--- START OF Material provided ---
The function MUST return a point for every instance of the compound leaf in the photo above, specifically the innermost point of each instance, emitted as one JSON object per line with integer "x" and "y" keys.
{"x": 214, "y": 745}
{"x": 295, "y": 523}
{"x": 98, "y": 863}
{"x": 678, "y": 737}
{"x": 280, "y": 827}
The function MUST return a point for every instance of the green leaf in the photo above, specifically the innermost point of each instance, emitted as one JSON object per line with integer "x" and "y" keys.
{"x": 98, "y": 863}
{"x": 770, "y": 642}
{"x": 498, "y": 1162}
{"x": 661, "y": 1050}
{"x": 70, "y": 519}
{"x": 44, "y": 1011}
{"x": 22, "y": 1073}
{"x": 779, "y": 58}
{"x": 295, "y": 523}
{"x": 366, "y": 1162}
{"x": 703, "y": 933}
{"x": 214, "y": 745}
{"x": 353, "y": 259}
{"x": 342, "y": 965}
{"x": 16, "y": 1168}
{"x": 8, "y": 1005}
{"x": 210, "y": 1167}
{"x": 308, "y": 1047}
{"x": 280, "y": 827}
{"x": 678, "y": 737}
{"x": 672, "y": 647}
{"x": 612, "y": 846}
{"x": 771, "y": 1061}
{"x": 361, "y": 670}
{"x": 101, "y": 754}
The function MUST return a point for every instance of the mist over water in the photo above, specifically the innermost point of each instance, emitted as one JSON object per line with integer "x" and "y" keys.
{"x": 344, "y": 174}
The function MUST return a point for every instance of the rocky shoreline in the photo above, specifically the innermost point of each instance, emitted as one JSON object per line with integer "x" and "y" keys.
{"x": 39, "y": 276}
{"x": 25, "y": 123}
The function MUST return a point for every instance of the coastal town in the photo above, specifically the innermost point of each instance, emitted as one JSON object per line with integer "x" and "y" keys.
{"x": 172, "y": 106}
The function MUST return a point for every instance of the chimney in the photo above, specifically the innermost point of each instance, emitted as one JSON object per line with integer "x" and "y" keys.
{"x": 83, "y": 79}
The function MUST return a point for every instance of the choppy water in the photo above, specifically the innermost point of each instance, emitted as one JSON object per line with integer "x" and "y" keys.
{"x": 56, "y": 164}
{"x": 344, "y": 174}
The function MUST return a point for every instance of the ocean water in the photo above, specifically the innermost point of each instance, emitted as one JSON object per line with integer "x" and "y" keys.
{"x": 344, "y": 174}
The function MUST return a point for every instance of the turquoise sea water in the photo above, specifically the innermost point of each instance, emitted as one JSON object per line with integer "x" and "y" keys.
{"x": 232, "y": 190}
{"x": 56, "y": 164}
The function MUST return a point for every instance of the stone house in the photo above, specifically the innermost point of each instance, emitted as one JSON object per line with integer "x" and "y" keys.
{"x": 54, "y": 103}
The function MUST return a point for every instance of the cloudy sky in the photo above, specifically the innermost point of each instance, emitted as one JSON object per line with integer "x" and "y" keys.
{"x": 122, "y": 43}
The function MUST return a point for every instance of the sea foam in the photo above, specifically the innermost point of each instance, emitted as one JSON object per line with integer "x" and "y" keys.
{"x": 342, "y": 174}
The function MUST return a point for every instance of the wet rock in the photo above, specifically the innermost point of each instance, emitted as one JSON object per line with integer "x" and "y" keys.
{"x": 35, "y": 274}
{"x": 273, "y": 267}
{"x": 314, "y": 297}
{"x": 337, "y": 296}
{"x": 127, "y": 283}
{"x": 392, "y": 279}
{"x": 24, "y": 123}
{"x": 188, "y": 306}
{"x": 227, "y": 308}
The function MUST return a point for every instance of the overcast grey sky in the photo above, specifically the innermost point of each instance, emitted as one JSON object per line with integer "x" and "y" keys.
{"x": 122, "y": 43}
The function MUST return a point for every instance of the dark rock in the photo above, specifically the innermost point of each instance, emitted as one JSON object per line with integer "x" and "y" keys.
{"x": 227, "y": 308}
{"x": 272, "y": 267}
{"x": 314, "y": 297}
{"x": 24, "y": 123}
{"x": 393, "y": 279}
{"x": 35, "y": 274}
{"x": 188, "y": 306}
--- END OF Material provided ---
→ Set task
Rewrite the records, replacing "innermost point" with "central point" wherever it occurs and leaving every other character unchanged.

→ Exercise solution
The function MUST return a point for every instance of the compound leaf in the photo above, specifically the central point of each instance, emitted as one JSON object per line with integer "x" and "y" keys.
{"x": 214, "y": 745}
{"x": 295, "y": 523}
{"x": 98, "y": 863}
{"x": 678, "y": 737}
{"x": 280, "y": 827}
The function MUST return a point for every instance of the green leaf in the photo above, specifically the central point of each instance, emitted as one JSON object per line with integer "x" and "y" keys.
{"x": 98, "y": 863}
{"x": 770, "y": 642}
{"x": 498, "y": 1162}
{"x": 661, "y": 1050}
{"x": 70, "y": 519}
{"x": 44, "y": 1011}
{"x": 22, "y": 1073}
{"x": 779, "y": 58}
{"x": 295, "y": 523}
{"x": 366, "y": 1162}
{"x": 703, "y": 933}
{"x": 214, "y": 745}
{"x": 353, "y": 259}
{"x": 342, "y": 965}
{"x": 16, "y": 1168}
{"x": 8, "y": 1005}
{"x": 210, "y": 1167}
{"x": 308, "y": 1047}
{"x": 280, "y": 827}
{"x": 678, "y": 737}
{"x": 672, "y": 647}
{"x": 612, "y": 846}
{"x": 771, "y": 1061}
{"x": 361, "y": 670}
{"x": 101, "y": 754}
The function MUST return a point for every instance of the mist over water in the photo above, specifically the central point of each instance, emitted as one JSON object per line with integer "x" and "y" keys.
{"x": 344, "y": 174}
The function MUST return a point for every instance of the rocky shoreline in the photo above, specifically the central point of each instance, emitted as one JSON object per line with integer "x" and "y" keys.
{"x": 39, "y": 276}
{"x": 25, "y": 123}
The function MUST return a point for every instance of the coastal town in the photo above, specifically the central point of each instance, emitted as one JSON object per line with integer "x" and "y" keys.
{"x": 172, "y": 106}
The function MUST return a point for every instance of the chimney in the photo above, specifically the central point of each instance, emitted as one JSON object per line with integer "x" and "y" keys.
{"x": 83, "y": 79}
The function MUST return a point for every instance of the choppy water in the photo above, specifically the central point of each instance, emitted as one JSON object per line with integer "x" and "y" keys.
{"x": 56, "y": 164}
{"x": 344, "y": 174}
The function MUST return a point for every instance of the ocean water in the photo above, specifically the central point of each instance, emitted as one JSON object per line with integer "x" and "y" keys.
{"x": 344, "y": 174}
The function MUST return a point for every instance of the turquoise sea water in the photo above, specifically the central point of each instance, emitted as one JSON object per line with integer "x" and "y" keys.
{"x": 232, "y": 190}
{"x": 56, "y": 164}
The function MUST return a point for every instance of the stone house in the photo above, specifically the central point of each instance, emitted as one JSON object per line with integer "x" and "y" keys.
{"x": 54, "y": 103}
The function MUST return a point for every instance of the cloudy sky in the photo above, specifically the central point of each instance, emitted as one JSON object per line with integer "x" and "y" keys.
{"x": 122, "y": 43}
The function MUST return a point for every instance of the sea foam in the photo above, specifically the central point of each instance, emitted as one JSON object per line with integer "x" and "y" keys.
{"x": 342, "y": 174}
The function MUST return a point for every instance of the wet rock in the photo above, specifically the central point of each instance, emitted as one JSON object per line with integer "x" and "y" keys.
{"x": 35, "y": 274}
{"x": 273, "y": 267}
{"x": 314, "y": 297}
{"x": 337, "y": 296}
{"x": 127, "y": 283}
{"x": 392, "y": 279}
{"x": 24, "y": 123}
{"x": 188, "y": 306}
{"x": 227, "y": 308}
The function MUST return a point for every instance of the overcast grey sky in the photo above, specifically the central point of each instance, emitted as one JSON object per line with integer "x" and "y" keys.
{"x": 122, "y": 43}
The function MUST return a point for every instance of the dark rock in the photo above, specifically the central point of each instance, emitted as one JSON object per line with integer "x" and "y" keys.
{"x": 227, "y": 308}
{"x": 272, "y": 267}
{"x": 314, "y": 297}
{"x": 24, "y": 123}
{"x": 393, "y": 279}
{"x": 35, "y": 274}
{"x": 188, "y": 306}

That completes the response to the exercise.